◆ TASK REQUIREMENTS:
**1.** In the student government excerpt, which organization cited the folks at the Carolina Review in a piece on the writer's tuition views?
**2.** Reproduce the student government excerpt word for word, starting with the words "My successor and" and ending with the words "ways that did.".

◆ EXCERPT TO READ:
......
My successor and his administration pushed me out of the group and ran as far away from my way of doing things as quickly as his legs could carry him. I can’t really complain because that’s how politics goes and I certainly did the same thing when I took over. Â The difference between then and now, though, is that I discarded things that didn’t work and found ways that did.
On the other hand, the new kids on the block have basically taken a timewarp back to 2006-07
First there was a controversy over the President threatening Executive Officers who support local SG candidates who “disagree with the ‘ASG vision'”. This kind of institutional arrogance is precisely what alienated campuses from UNCASG in the past and led to the withdrawals in the year before I was elected. How anyone thought it was a good idea is beyond my limited mental faculties to comprehend; in my world, if you’re going to have to fire someone… you just don’t hire them in the first place.
The UNCCH Carolina Review decided to make hay from the issue with a piece of their own of course. You might recall the folks at the Carolina Review are the self-proclaimed conservatives cited by the Pope Center in the Center’s hit piece on my tuition views last March.1
I can’t blame the Carolina Review for trying to boost their readership with a timely article on a manufactured controversy, but pegging it as a conservative issue struck me as amusing — once upon a time conservatives opposed non-local people getting involved in local affairs. Instead the Review encourages it, as long as the involvement coincides with their own political views.
The whole situation is a mess, and one that should have been avoided. When I originally wrote UNCASG’s Ethics Act 2.5 years ago, I included this provision:
§1-2.5. Electioneering Prohibited.
......
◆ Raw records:
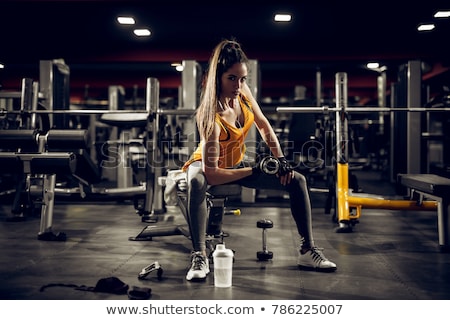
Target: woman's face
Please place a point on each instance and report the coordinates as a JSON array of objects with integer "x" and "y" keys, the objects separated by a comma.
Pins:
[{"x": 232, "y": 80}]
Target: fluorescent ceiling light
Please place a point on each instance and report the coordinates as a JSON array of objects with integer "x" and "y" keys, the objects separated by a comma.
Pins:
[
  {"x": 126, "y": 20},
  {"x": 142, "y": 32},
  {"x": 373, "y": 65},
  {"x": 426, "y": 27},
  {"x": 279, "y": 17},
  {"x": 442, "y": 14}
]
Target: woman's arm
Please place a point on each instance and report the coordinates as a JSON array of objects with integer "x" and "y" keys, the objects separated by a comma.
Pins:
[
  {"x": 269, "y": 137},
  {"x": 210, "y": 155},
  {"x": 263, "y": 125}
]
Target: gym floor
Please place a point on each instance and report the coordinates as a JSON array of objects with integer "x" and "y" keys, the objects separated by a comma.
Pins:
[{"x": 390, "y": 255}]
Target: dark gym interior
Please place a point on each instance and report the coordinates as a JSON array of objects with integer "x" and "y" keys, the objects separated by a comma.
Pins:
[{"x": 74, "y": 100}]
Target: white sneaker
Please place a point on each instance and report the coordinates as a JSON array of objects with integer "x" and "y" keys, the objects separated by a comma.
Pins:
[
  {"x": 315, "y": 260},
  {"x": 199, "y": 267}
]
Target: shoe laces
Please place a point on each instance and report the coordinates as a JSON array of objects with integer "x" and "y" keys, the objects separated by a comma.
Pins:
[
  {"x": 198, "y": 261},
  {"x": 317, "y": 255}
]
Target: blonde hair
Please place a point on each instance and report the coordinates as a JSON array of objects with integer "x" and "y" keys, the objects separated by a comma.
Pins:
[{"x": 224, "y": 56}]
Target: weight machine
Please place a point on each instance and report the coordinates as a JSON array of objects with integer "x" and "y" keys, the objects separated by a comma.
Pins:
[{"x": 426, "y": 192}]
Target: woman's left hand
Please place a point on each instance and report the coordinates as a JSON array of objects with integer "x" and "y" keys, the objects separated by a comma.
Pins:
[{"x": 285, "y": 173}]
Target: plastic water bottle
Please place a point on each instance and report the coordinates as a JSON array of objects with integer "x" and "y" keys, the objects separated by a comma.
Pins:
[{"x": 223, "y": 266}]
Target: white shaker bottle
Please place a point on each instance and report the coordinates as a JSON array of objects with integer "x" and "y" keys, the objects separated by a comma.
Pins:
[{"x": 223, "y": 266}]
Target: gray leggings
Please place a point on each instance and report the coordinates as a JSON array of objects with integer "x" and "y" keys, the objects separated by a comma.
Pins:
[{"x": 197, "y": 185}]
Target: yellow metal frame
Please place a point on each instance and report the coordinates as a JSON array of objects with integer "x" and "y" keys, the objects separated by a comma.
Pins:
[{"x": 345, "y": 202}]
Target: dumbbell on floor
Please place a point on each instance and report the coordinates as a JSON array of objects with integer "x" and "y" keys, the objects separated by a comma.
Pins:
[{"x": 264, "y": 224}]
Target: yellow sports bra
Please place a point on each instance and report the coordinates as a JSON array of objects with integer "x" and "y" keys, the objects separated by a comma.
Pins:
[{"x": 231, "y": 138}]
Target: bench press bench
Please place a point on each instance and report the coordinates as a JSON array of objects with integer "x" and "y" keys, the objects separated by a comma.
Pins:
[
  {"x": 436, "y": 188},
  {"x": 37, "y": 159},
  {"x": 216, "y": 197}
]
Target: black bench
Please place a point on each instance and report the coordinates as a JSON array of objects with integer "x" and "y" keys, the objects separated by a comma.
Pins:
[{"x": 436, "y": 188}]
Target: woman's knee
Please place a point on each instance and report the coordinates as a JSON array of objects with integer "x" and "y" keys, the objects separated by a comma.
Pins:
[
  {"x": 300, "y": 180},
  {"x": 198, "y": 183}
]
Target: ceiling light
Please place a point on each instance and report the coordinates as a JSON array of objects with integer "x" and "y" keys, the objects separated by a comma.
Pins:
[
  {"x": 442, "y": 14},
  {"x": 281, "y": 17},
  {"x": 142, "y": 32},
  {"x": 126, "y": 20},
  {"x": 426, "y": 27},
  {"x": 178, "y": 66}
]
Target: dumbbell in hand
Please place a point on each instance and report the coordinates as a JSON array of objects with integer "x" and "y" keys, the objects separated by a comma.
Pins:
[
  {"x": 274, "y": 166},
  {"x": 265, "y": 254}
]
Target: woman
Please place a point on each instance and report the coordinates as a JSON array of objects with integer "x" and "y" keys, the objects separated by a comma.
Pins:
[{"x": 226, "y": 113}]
......
◆ THE REPLIES:
**1.** The Pope Center cited them in its hit piece on the writer's tuition views last March.

**2.**
My successor and his administration pushed me out of the group and ran as far away from my way of doing things as quickly as his legs could carry him. I can’t really complain because that’s how politics goes and I certainly did the same thing when I took over. Â The difference between then and now, though, is that I discarded things that didn’t work and found ways that did.